• THE REQUEST
Recast the items as a Markdown table with the columns Number and Item line, starting at the line that contains "point per instance: white" and continuing through the last item. Leave out blank lines.

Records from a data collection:
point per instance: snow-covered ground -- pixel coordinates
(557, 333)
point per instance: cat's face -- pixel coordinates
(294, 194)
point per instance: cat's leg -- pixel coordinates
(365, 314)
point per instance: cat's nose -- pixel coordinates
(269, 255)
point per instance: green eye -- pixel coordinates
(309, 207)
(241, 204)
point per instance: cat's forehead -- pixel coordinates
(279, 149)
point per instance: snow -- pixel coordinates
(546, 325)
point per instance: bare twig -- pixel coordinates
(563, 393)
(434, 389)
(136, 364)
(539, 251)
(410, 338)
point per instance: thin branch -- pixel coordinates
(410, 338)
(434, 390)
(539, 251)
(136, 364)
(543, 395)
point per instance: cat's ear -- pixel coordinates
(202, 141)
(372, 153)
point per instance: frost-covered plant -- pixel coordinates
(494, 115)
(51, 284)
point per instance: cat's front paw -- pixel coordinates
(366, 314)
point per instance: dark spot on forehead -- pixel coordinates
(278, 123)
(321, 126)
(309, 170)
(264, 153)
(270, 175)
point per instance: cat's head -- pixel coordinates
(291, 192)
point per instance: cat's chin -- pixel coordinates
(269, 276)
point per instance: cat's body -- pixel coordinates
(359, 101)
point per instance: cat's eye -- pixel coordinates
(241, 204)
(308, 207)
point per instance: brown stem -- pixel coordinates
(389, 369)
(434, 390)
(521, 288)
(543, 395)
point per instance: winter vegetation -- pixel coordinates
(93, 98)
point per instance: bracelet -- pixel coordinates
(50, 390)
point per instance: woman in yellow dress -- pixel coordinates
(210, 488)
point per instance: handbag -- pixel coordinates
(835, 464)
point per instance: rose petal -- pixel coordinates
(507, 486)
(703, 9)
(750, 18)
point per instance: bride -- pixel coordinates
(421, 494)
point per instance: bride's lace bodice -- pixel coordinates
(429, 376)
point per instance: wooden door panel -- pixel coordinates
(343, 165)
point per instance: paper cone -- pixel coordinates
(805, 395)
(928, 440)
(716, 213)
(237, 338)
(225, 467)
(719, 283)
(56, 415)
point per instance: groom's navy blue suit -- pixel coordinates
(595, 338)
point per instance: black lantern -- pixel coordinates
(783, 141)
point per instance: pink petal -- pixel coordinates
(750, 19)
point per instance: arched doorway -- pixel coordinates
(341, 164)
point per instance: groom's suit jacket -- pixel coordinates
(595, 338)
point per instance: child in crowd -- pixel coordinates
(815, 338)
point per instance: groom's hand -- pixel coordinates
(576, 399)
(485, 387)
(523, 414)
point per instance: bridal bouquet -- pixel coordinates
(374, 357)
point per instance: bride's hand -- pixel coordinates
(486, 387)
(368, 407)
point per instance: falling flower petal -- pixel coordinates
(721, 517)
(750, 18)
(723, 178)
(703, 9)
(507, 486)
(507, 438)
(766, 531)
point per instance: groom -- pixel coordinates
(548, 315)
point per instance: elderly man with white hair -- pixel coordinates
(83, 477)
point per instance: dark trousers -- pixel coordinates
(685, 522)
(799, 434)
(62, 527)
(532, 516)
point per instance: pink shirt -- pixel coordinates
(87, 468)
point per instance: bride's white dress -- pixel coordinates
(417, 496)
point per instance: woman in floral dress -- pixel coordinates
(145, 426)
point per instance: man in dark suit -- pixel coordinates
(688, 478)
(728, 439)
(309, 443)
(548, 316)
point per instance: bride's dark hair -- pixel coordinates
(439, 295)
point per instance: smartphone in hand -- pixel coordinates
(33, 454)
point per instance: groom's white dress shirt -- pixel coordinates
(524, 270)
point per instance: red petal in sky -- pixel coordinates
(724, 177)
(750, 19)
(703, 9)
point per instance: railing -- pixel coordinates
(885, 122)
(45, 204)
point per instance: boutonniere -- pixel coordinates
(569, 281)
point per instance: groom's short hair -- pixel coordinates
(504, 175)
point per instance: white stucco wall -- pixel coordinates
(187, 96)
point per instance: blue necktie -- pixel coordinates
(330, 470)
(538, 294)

• FULL RESPONSE
| Number | Item line |
|---|---|
| 1 | point per instance: white stucco wall -- pixel coordinates |
| 2 | (187, 96) |
| 3 | point per instance: blue necktie -- pixel coordinates |
| 4 | (330, 470) |
| 5 | (538, 294) |